Photo-based point labeling data
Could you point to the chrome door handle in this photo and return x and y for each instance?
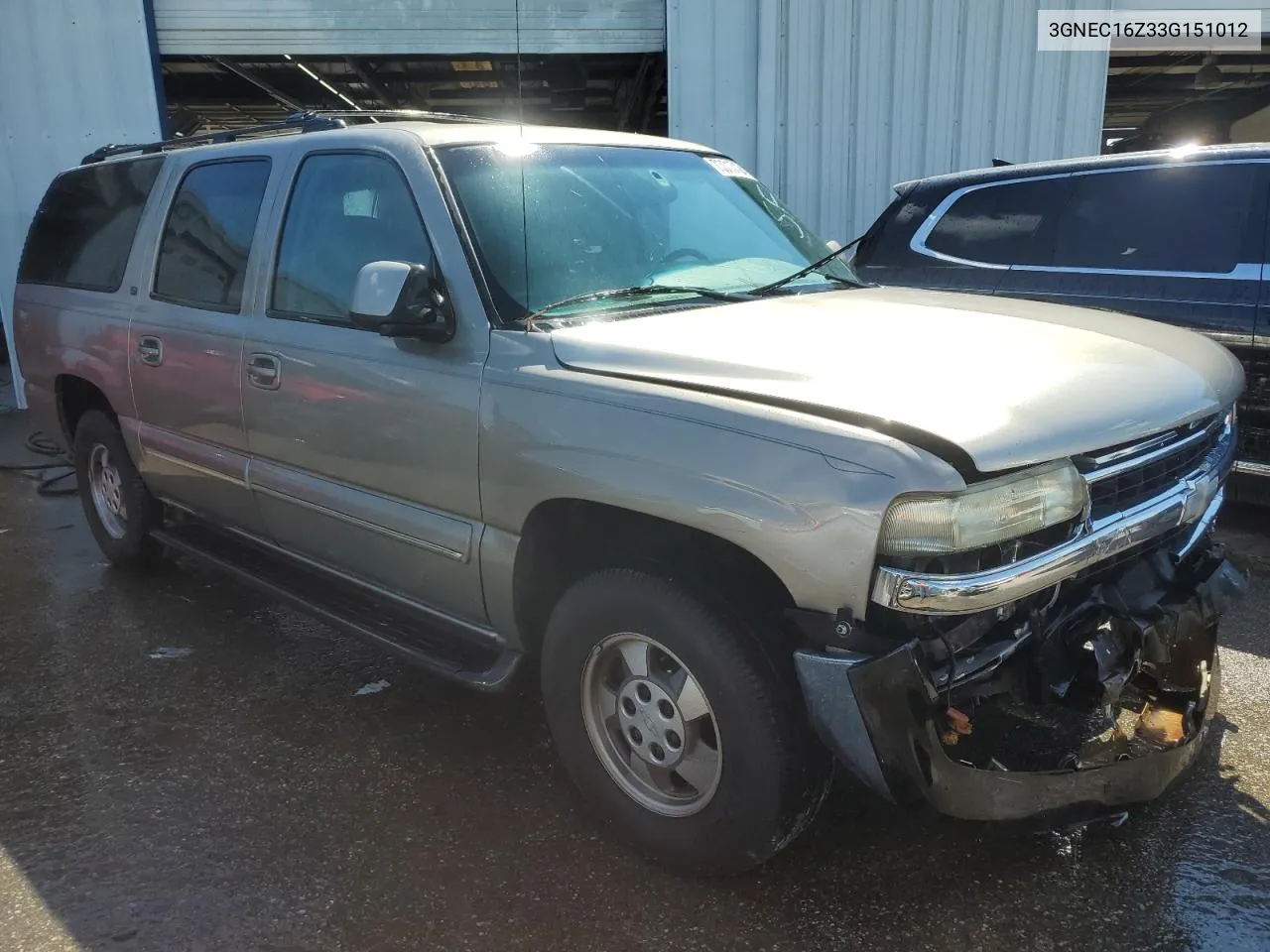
(150, 350)
(264, 371)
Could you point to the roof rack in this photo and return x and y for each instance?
(313, 121)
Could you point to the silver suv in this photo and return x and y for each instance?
(485, 393)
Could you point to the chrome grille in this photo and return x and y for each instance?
(1120, 477)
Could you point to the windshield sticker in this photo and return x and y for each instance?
(728, 168)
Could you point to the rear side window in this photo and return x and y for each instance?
(207, 238)
(345, 211)
(1007, 223)
(82, 231)
(1171, 218)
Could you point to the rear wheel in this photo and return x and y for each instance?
(679, 725)
(119, 509)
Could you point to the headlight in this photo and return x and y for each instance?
(984, 515)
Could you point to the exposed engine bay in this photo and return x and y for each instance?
(1082, 698)
(1112, 669)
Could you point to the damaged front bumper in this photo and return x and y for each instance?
(1056, 712)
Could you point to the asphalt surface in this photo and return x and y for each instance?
(187, 766)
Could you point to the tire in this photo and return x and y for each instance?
(123, 535)
(770, 774)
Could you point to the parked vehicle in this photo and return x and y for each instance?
(484, 393)
(1174, 235)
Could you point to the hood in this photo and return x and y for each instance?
(1007, 382)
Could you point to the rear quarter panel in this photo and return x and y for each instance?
(71, 331)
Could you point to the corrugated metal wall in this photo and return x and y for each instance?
(246, 27)
(73, 75)
(832, 102)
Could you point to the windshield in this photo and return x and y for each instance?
(598, 217)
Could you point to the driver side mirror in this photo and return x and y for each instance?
(400, 299)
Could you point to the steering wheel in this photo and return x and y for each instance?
(684, 253)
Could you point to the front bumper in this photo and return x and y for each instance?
(883, 716)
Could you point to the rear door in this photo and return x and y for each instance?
(186, 340)
(1173, 243)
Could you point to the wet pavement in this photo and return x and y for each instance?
(187, 766)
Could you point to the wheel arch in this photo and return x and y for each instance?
(564, 539)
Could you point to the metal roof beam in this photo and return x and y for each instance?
(362, 71)
(273, 93)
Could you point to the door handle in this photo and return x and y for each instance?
(264, 371)
(150, 350)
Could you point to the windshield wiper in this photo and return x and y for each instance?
(767, 289)
(638, 291)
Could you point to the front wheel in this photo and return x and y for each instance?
(677, 725)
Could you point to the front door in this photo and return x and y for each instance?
(186, 341)
(363, 447)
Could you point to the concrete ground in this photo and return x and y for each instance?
(187, 766)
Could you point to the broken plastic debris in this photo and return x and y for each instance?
(959, 726)
(162, 653)
(1161, 725)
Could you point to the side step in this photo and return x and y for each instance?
(431, 640)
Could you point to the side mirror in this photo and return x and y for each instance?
(400, 299)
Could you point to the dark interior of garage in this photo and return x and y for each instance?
(612, 91)
(1164, 100)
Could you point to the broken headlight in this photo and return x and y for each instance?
(985, 513)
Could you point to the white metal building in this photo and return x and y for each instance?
(829, 100)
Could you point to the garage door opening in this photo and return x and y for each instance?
(622, 91)
(1166, 100)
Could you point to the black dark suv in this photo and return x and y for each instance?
(1178, 236)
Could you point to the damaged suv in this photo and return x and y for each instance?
(484, 393)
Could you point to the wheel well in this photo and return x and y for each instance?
(566, 539)
(76, 397)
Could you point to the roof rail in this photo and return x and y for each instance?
(312, 121)
(300, 122)
(421, 114)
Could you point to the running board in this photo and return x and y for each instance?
(413, 633)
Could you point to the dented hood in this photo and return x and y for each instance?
(1010, 382)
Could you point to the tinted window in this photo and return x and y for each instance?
(84, 227)
(1008, 223)
(345, 211)
(1175, 218)
(207, 239)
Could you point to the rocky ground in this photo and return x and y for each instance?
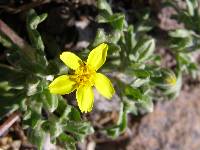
(173, 125)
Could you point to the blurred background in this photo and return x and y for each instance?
(173, 125)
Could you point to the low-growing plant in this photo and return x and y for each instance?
(28, 84)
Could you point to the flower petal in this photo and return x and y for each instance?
(97, 56)
(62, 85)
(71, 60)
(85, 98)
(104, 86)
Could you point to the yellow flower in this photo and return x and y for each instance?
(84, 77)
(171, 79)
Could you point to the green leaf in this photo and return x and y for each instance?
(37, 137)
(140, 73)
(103, 5)
(78, 128)
(146, 50)
(50, 100)
(67, 141)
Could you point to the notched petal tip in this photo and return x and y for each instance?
(62, 85)
(71, 60)
(85, 98)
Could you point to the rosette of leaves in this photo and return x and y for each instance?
(134, 65)
(24, 88)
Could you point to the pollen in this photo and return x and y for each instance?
(84, 75)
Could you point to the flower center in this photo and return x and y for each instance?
(84, 75)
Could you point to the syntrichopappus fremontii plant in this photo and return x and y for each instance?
(24, 85)
(27, 84)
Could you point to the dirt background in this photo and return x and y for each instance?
(173, 125)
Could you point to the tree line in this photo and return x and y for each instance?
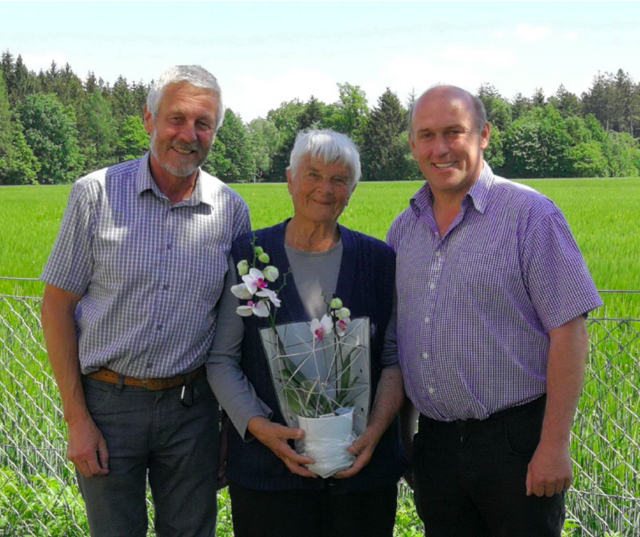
(55, 127)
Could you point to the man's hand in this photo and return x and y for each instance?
(549, 471)
(275, 436)
(87, 449)
(363, 449)
(222, 454)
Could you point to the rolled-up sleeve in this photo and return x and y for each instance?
(70, 265)
(555, 273)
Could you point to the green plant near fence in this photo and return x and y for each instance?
(38, 495)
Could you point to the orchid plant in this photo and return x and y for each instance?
(307, 397)
(319, 397)
(261, 301)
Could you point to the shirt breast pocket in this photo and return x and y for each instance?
(484, 275)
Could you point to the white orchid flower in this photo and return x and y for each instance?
(271, 295)
(341, 326)
(322, 327)
(271, 273)
(261, 309)
(241, 291)
(243, 267)
(254, 280)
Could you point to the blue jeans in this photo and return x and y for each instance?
(152, 433)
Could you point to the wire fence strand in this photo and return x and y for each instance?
(39, 495)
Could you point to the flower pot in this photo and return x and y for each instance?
(326, 441)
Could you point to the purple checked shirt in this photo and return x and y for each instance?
(475, 306)
(150, 273)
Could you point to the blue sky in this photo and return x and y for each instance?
(264, 53)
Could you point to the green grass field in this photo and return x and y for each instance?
(604, 217)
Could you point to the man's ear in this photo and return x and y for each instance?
(289, 181)
(148, 120)
(485, 136)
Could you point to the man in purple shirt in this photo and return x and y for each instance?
(492, 297)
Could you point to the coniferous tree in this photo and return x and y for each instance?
(385, 143)
(134, 140)
(50, 131)
(18, 165)
(98, 131)
(230, 158)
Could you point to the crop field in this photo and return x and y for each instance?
(605, 218)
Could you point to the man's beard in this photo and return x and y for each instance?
(184, 168)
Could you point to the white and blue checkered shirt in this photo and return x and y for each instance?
(150, 273)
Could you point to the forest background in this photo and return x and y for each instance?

* TO BE DONE
Update all of the data above so that "in this photo" becomes "in this image" wherever it occurs. Keep everything else the same, and leave the pictures out of your answer.

* RESULT OF THE EXERCISE
Could you point to the chrome door handle in this image and return x and y for each instance?
(150, 350)
(264, 371)
Could you point to the roof rack in this image and return x and y for each instance?
(313, 121)
Could you point to the silver suv in this image and return x and y for each instance?
(485, 393)
Could you point to the chrome grille in this image and return x and y for each instance?
(1120, 477)
Could you point to the windshield sticker in this image and return x and y for each instance?
(728, 168)
Could you point to the rear side window in this image and return x and y for each instance?
(207, 238)
(345, 211)
(1007, 223)
(82, 231)
(1171, 218)
Could you point to the rear wheel in this image and return x and y for each instance?
(679, 725)
(119, 509)
Could you point to the headlight in this image and return x and y for each instance?
(984, 515)
Could you point to the exposed engine bay in this image and return x and y for each instance?
(1082, 698)
(1112, 669)
Could you point to the damaged front bumper in this image and return x and y for each instance?
(1056, 712)
Could you point to the asphalt surface in this image and return x and y for each instance?
(187, 766)
Could you point to the tire in this image and return x and y for each instance?
(123, 535)
(770, 774)
Could you point to the parked vehicle in this image and return x and y for each instance?
(484, 393)
(1174, 235)
Could you point to the hood in this image and return x and y for each instance?
(1007, 382)
Could you point to the rear quarter panel in this image and return x and y for each instance?
(71, 331)
Could you point to the corrugated metal wall in this image and return x and y for each instance?
(246, 27)
(73, 75)
(832, 102)
Could you point to the windshield in this image and return x and y for each instance?
(598, 217)
Could you point to the driver side mirror in this image and return x and y for each instance?
(400, 299)
Could you point to the steering wheel in this image and return x and y for each instance?
(684, 253)
Could you point to the front bumper in this image and return x and y for each instance?
(883, 716)
Could you point to the rear door in this image and return x and y for each instance?
(186, 340)
(1173, 243)
Could you point to the wet pavement in this image and return x and y for each instance?
(187, 766)
Could you point to the wheel arch in this image and return x and y for each instance?
(564, 539)
Could you point to the metal roof beam in this image and return x and y for each instance?
(362, 71)
(273, 93)
Could you point to the door handle in this image and return x and y for each instance?
(264, 371)
(150, 350)
Could you point to the windshield wiper in this image and return x and y for each instance?
(767, 289)
(638, 291)
Could you point to the front wheel in this image and return x and y for each instance?
(677, 725)
Could you point to the front door in this image and return x and y for each instance?
(186, 341)
(363, 447)
Could you point to the concrete ground in this image and return x and y for each instance?
(187, 766)
Could you point to the broken plastic debris in this image and return x and y for each instance?
(959, 726)
(162, 653)
(1161, 725)
Could you point to the side step in this image and return x and y for each instance?
(431, 640)
Could you point to the side mirror in this image and return x and y for each instance?
(400, 299)
Could you point to the dark interior of garage in this image and return x and y for each instance?
(612, 91)
(1164, 100)
Could you point to the broken headlight in this image and return x and y for each instance?
(985, 513)
Could you point to the white metal building in this image and return x and y for each instance?
(829, 100)
Could you point to the garage door opening in this image and return x and y for each instance?
(622, 91)
(1166, 100)
Could you point to the black dark suv in this image and return x and y for each instance?
(1178, 236)
Could you point to the damaged suv in this image and return x and y for each instance?
(484, 393)
Could you point to the wheel well in this image and return x and y for each instance?
(566, 539)
(76, 397)
Could you point to the roof rail in this image and return x and y for each instance?
(312, 121)
(300, 122)
(421, 114)
Could you point to the running board in this image and return x and y for each instance?
(413, 633)
Could you point to the dented hood in this image and return x and y for each instance?
(1010, 382)
Could you point to the tinted window in this image and return x and y for each instance?
(84, 227)
(1008, 223)
(345, 211)
(1175, 218)
(207, 239)
Could you point to the rocky ground in this image and return x and y for each instance?
(173, 125)
Could you point to the blurred background in this image and return x and y for each instance?
(173, 125)
Could you point to the low-growing plant in this image and return x and y for each instance?
(28, 84)
Could you point to the flower petal in this image and return x and y for each instance?
(97, 56)
(62, 85)
(71, 60)
(85, 98)
(104, 86)
Could you point to the yellow flower in this image and return x and y for each instance?
(84, 77)
(171, 79)
Could you point to the green leaf in this image and return x and y for each instance?
(37, 137)
(140, 73)
(103, 5)
(78, 128)
(146, 50)
(50, 100)
(67, 141)
Could you point to the notched petal tip in this image and return x and y for each instance?
(62, 85)
(71, 60)
(85, 98)
Could you point to the rosette of leaves in this image and return x and y for each instance?
(134, 65)
(24, 88)
Could you point to the pollen in this image and return x and y for each instance?
(84, 75)
Could you point to the flower center in this image and return x and y for each instance?
(84, 75)
Could you point to the syntrichopappus fremontii plant in this image and return x and y for each instance?
(24, 85)
(27, 84)
Could you point to the dirt background in this image and return x and y for each instance?
(173, 125)
Could you point to the tree line in this image and return x and y for each instance?
(55, 127)
Could you point to the man's hand in this image and return x and y for each instance?
(549, 471)
(275, 436)
(87, 449)
(363, 449)
(222, 454)
Could you point to the rolled-up sleeve in this image and return x and y for each instance?
(70, 265)
(555, 273)
Could you point to the green plant near fence in this image and return x and y for each instance?
(38, 495)
Could you point to the orchid plant in this image and return x and y for each instance?
(307, 397)
(319, 397)
(261, 301)
Could you point to the shirt breast pocket in this image and return x and y for each instance?
(484, 275)
Could you point to the white orchid flower in this image and return x and y for each instance?
(271, 295)
(341, 326)
(322, 327)
(271, 273)
(261, 309)
(241, 291)
(243, 267)
(254, 280)
Could you point to the blue jeans in this image and return x and y for each instance?
(152, 433)
Could you point to the wire fence strand in this image and return x and y for each instance?
(39, 495)
Could you point to the flower pot in this image and return x and y for each instance?
(326, 441)
Could you point to the purple checked shirt in this image and return x and y for each instance?
(475, 306)
(150, 273)
Could you point to the blue sky in this image and return x and y for each instance?
(264, 53)
Could you point to the green grass field in this image and return x and y for each instance?
(604, 217)
Could you point to the man's ear in this image and return x and y for each instance?
(289, 181)
(148, 120)
(485, 136)
Could you point to the man in purple shirt in this image and return x and y for each instance?
(492, 297)
Could you point to the coniferous tree in this image and return x and y for each instance?
(385, 143)
(134, 140)
(50, 131)
(18, 165)
(98, 131)
(230, 158)
Could you point to the crop field in this image and return x and y for each instance?
(605, 218)
Could you point to the man's beard in this image and return x and y for each instance?
(184, 168)
Could you point to the white and blue checkered shirt in this image and return x and y for each instance?
(150, 273)
Could you point to the forest background in this image and return x and y for each instance?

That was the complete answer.